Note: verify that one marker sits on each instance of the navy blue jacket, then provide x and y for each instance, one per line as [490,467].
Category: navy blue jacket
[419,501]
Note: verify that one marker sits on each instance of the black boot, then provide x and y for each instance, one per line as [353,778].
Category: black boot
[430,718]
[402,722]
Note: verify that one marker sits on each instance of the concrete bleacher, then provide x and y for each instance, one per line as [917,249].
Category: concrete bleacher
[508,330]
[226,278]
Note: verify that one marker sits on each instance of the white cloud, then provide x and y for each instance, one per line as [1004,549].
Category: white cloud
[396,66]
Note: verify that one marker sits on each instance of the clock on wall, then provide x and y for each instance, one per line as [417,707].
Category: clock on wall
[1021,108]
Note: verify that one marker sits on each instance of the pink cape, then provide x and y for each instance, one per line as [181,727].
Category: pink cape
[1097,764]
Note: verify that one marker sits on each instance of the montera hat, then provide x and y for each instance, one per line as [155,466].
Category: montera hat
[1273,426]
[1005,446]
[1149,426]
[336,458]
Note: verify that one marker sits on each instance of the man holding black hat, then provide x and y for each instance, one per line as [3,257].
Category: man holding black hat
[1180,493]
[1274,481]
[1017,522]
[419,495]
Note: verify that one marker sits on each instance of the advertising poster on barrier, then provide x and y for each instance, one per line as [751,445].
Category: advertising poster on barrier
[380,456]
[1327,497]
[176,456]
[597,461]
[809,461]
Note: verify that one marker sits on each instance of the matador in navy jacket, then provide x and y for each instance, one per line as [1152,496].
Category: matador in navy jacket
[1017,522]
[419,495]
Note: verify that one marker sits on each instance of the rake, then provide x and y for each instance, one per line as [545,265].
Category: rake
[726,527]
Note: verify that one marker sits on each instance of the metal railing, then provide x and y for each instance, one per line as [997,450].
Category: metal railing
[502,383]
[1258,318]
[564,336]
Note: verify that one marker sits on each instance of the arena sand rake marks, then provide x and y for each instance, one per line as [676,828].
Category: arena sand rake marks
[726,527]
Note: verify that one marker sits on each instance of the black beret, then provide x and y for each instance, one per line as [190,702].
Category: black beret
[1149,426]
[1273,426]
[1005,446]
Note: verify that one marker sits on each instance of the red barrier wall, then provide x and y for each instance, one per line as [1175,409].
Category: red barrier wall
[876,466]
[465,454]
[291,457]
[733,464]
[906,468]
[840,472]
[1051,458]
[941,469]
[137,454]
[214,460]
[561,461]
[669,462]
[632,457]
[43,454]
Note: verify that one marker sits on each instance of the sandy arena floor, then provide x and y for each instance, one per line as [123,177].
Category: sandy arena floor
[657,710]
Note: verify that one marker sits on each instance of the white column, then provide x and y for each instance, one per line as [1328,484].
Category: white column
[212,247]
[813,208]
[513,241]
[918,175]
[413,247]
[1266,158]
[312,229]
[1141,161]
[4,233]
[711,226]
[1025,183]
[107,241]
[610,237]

§ **Short problem**:
Return, word for word, every line from the line with "line as [190,702]." to the final line of the data.

§ **Full output**:
Note: verify that one marker sits on each instance of the black beret, then provide x and y for each instance, one per line as [190,702].
Category: black beret
[1149,426]
[1273,426]
[1005,446]
Note: verify that one marker sits on each instance of the red barrier wall, then provide x and y for each instance, one per line as [1175,409].
Category: red barrier wall
[876,466]
[465,454]
[291,457]
[733,464]
[906,468]
[840,472]
[1051,458]
[941,469]
[137,454]
[214,460]
[561,461]
[669,462]
[632,457]
[43,454]
Note: verify that one marker sits on each instance of the sandy arena floor, then provide x and y for each instance, one per line as [123,177].
Category: sandy arena floor
[657,710]
Note: verify that one marker sits on each instance of the white column, then provide x and y for each instance, one per line as [1328,484].
Category: white column
[212,247]
[813,208]
[513,241]
[918,175]
[413,247]
[1266,158]
[312,229]
[1141,161]
[4,233]
[711,226]
[1025,183]
[107,241]
[610,237]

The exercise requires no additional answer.